**AIM OF THE TASK**
Retype each line below without a single alteration.

SOURCE INFORMATION below:

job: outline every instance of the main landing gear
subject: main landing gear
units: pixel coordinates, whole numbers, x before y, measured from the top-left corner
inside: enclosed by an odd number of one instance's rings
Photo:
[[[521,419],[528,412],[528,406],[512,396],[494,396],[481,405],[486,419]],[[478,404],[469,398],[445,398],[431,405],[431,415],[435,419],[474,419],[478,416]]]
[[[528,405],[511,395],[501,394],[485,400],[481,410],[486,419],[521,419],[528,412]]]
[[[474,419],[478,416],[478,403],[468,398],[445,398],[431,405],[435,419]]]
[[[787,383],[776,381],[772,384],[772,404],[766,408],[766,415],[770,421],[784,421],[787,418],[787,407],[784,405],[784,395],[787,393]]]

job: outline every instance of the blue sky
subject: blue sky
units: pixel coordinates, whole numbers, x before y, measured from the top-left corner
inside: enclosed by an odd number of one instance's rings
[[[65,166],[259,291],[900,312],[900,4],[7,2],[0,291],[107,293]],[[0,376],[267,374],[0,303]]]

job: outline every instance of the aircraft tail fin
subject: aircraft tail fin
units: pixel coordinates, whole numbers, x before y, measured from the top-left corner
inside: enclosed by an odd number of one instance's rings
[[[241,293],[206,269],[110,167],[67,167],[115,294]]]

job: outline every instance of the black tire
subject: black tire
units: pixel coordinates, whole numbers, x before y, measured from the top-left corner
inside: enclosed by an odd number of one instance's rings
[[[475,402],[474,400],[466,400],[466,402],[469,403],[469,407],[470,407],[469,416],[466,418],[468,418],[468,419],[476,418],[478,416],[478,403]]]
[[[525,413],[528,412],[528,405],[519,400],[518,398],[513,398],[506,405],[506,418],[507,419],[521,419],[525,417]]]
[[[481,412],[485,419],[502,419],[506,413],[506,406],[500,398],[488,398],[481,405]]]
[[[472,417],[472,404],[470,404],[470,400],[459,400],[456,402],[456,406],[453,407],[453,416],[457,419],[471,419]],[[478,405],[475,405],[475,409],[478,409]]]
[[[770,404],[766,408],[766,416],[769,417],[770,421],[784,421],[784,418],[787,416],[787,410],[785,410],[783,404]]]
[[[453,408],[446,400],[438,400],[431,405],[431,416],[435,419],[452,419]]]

End of SOURCE INFORMATION.

**WRITTEN RESPONSE**
job: outline every instance of the main landing gear
subject: main landing gear
units: pixel coordinates, whole numbers, x before y, measured from the top-left corner
inside: enclosed by an odd number of one instance's rings
Photo:
[[[521,419],[528,412],[528,406],[512,396],[494,396],[481,405],[486,419]],[[478,404],[469,398],[445,398],[431,405],[431,415],[435,419],[474,419],[478,416]]]
[[[528,405],[511,395],[501,394],[485,400],[481,410],[486,419],[521,419],[528,412]]]
[[[474,419],[478,416],[478,403],[468,398],[445,398],[431,405],[435,419]]]
[[[787,383],[776,381],[772,384],[772,404],[766,408],[766,415],[770,421],[784,421],[787,418],[787,407],[784,405],[784,395],[787,393]]]

job: outline every instance of the blue sky
subject: blue sky
units: pixel coordinates, whole numbers, x before y, measured from the top-left corner
inside: enclosed by an odd number of one instance's rings
[[[65,166],[259,291],[900,312],[900,4],[7,2],[0,291],[107,293]],[[0,376],[267,374],[0,303]]]

job: outline every instance of the aircraft tail fin
subject: aircraft tail fin
units: pixel coordinates, whole numbers, x before y, measured from the top-left corner
inside: enclosed by an odd number of one instance's rings
[[[241,293],[206,269],[110,167],[67,167],[115,294]]]

job: outline every instance of the black tire
subject: black tire
units: pixel coordinates, whole numbers, x before y, measured from the top-left corner
inside: enclosed by an odd number of one instance's rings
[[[475,402],[474,400],[466,400],[466,402],[469,403],[469,407],[470,407],[469,416],[466,418],[468,418],[468,419],[476,418],[478,416],[478,403]]]
[[[525,413],[528,412],[528,405],[519,400],[518,398],[513,398],[506,405],[506,418],[507,419],[521,419],[525,417]]]
[[[481,412],[485,419],[502,419],[506,413],[506,406],[500,398],[488,398],[481,405]]]
[[[472,417],[472,404],[470,404],[470,400],[459,400],[456,402],[456,406],[453,407],[453,416],[457,419],[471,419]],[[478,405],[475,405],[475,409],[478,409]]]
[[[770,404],[766,408],[766,416],[769,417],[770,421],[784,421],[784,418],[787,416],[787,410],[785,410],[783,404]]]
[[[453,408],[446,400],[438,400],[431,405],[431,416],[435,419],[452,419]]]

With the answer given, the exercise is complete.